-- TASK ITEM --
All lines from the one containing "so like, the welcome" to the end of the data below are to be returned exactly, both ends included, with nothing added.
*** Opening EXERCISE INPUT ***
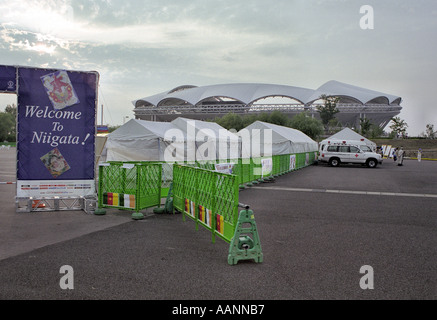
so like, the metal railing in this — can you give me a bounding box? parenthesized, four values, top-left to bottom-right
(133, 103, 402, 116)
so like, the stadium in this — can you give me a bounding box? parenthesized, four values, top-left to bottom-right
(132, 80, 402, 130)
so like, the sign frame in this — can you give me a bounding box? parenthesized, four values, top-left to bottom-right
(1, 65, 100, 212)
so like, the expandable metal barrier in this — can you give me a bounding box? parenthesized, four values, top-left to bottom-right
(94, 151, 317, 264)
(95, 162, 162, 220)
(172, 164, 263, 265)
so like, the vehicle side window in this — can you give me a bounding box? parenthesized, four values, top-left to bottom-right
(350, 146, 360, 153)
(338, 146, 349, 152)
(327, 146, 337, 152)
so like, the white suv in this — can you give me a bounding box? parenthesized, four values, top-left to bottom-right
(318, 143, 383, 168)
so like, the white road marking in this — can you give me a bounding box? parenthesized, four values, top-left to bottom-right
(251, 186, 437, 198)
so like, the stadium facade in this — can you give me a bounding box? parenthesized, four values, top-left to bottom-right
(132, 80, 402, 130)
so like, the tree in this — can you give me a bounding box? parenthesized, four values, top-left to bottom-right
(213, 110, 323, 139)
(289, 112, 324, 140)
(215, 112, 244, 131)
(5, 104, 17, 117)
(214, 111, 292, 131)
(0, 104, 16, 142)
(327, 118, 341, 135)
(316, 94, 340, 127)
(242, 114, 259, 128)
(368, 124, 384, 139)
(425, 124, 435, 139)
(267, 110, 291, 127)
(359, 118, 372, 137)
(108, 125, 121, 133)
(389, 117, 408, 138)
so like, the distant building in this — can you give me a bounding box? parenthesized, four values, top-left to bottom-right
(97, 125, 109, 134)
(132, 80, 402, 130)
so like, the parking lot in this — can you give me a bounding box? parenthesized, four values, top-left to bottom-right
(0, 147, 436, 300)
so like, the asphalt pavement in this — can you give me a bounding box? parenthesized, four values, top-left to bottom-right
(0, 147, 436, 300)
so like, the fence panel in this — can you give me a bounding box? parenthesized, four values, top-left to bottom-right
(272, 155, 280, 175)
(195, 168, 216, 231)
(172, 164, 185, 213)
(137, 163, 162, 209)
(241, 158, 251, 184)
(173, 165, 239, 243)
(214, 172, 239, 241)
(98, 162, 162, 213)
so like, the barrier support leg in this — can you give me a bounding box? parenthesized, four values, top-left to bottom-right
(94, 208, 106, 215)
(132, 211, 144, 220)
(228, 208, 263, 265)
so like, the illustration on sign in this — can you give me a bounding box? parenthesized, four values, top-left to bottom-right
(215, 163, 234, 174)
(41, 70, 80, 110)
(261, 158, 272, 177)
(290, 154, 296, 170)
(40, 147, 71, 178)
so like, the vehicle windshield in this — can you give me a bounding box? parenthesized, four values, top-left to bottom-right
(361, 146, 372, 152)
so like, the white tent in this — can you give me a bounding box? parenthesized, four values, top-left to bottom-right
(238, 121, 318, 158)
(105, 117, 240, 163)
(171, 117, 240, 161)
(322, 128, 377, 151)
(105, 119, 190, 162)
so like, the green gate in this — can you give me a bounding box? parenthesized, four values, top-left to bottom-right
(173, 164, 239, 243)
(97, 162, 162, 219)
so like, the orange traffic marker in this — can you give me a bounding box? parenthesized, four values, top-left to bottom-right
(32, 200, 46, 208)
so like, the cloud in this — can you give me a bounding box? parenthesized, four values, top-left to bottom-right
(0, 0, 436, 134)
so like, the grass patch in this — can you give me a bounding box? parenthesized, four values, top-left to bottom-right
(0, 142, 16, 147)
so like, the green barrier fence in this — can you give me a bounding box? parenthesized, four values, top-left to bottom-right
(96, 152, 317, 263)
(102, 161, 173, 198)
(232, 151, 318, 187)
(97, 162, 162, 219)
(175, 151, 317, 190)
(96, 151, 317, 218)
(173, 164, 239, 243)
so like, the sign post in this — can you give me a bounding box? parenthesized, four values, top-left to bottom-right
(8, 66, 99, 212)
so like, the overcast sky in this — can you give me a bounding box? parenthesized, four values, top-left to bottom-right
(1, 0, 436, 135)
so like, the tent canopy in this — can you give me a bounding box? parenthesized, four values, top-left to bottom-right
(109, 119, 184, 141)
(105, 118, 317, 162)
(105, 119, 189, 162)
(238, 121, 318, 157)
(321, 127, 377, 150)
(171, 117, 237, 141)
(171, 117, 240, 160)
(105, 117, 240, 162)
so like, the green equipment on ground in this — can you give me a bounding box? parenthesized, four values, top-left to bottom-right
(228, 204, 263, 265)
(153, 183, 173, 214)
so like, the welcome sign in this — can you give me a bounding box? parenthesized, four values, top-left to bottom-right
(16, 67, 99, 198)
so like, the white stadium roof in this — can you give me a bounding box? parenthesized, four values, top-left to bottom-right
(133, 80, 402, 107)
(311, 80, 402, 105)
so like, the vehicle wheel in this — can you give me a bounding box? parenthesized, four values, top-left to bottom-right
(329, 158, 340, 167)
(366, 159, 377, 168)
*** Closing EXERCISE INPUT ***
-- ANSWER AREA --
so like, the welcome sign in this — can you give me a bounding box? parenthesized, four values, top-left to bottom-right
(16, 67, 99, 198)
so like, the white stadium roof in this — can you give me a bounding box? parenthesized, four values, top-left to bottom-right
(133, 80, 402, 107)
(311, 80, 402, 105)
so like, the vehicle wheel in this — can you give me a bounding box? parenthesized, four values, top-left to bottom-right
(329, 158, 340, 167)
(366, 159, 377, 168)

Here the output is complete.